[BEGIN DATA LISTING]

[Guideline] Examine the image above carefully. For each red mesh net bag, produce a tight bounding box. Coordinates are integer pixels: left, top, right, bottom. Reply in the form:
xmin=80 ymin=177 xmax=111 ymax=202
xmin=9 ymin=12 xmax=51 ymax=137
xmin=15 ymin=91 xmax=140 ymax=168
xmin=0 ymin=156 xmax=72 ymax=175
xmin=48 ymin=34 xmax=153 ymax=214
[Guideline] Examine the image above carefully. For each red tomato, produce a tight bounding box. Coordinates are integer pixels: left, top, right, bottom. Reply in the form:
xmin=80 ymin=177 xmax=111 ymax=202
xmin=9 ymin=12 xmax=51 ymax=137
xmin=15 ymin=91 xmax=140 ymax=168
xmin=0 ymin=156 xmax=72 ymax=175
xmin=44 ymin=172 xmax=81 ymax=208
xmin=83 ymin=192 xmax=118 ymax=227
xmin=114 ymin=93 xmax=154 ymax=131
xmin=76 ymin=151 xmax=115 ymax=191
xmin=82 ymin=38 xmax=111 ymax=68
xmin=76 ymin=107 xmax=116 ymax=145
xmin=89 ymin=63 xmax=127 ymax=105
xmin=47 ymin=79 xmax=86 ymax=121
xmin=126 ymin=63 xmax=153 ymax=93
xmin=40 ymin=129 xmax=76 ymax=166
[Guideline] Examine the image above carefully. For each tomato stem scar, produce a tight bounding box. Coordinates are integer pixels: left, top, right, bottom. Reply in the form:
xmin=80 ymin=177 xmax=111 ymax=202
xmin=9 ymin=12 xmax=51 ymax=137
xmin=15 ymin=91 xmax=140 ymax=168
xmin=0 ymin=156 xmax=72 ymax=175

[END DATA LISTING]

• _STATED EXERCISE_: Write out again the rows from the line containing "red tomato, produce" through the end of the rows, swapping "Examine" for "Inspect" and leaving everything else unchanged. Give only those lines.

• _FULL RESPONSE_:
[Guideline] Inspect the image above carefully. For each red tomato, produce a tight bounding box. Coordinates are integer pixels: left, top, right, bottom. Reply in the form:
xmin=80 ymin=177 xmax=111 ymax=202
xmin=9 ymin=12 xmax=51 ymax=137
xmin=15 ymin=91 xmax=140 ymax=168
xmin=0 ymin=156 xmax=72 ymax=175
xmin=44 ymin=172 xmax=81 ymax=208
xmin=83 ymin=192 xmax=118 ymax=227
xmin=114 ymin=93 xmax=154 ymax=131
xmin=76 ymin=151 xmax=115 ymax=191
xmin=82 ymin=38 xmax=111 ymax=68
xmin=76 ymin=107 xmax=116 ymax=145
xmin=89 ymin=63 xmax=127 ymax=105
xmin=47 ymin=79 xmax=86 ymax=121
xmin=126 ymin=63 xmax=153 ymax=93
xmin=40 ymin=129 xmax=76 ymax=166
[Guideline] Inspect the image above carefully. For each tomato stem scar, produce a tight bounding box. Coordinates are integer pixels: left, top, right, bottom. Reply in the form:
xmin=80 ymin=177 xmax=111 ymax=202
xmin=9 ymin=12 xmax=51 ymax=137
xmin=15 ymin=91 xmax=140 ymax=168
xmin=0 ymin=156 xmax=72 ymax=175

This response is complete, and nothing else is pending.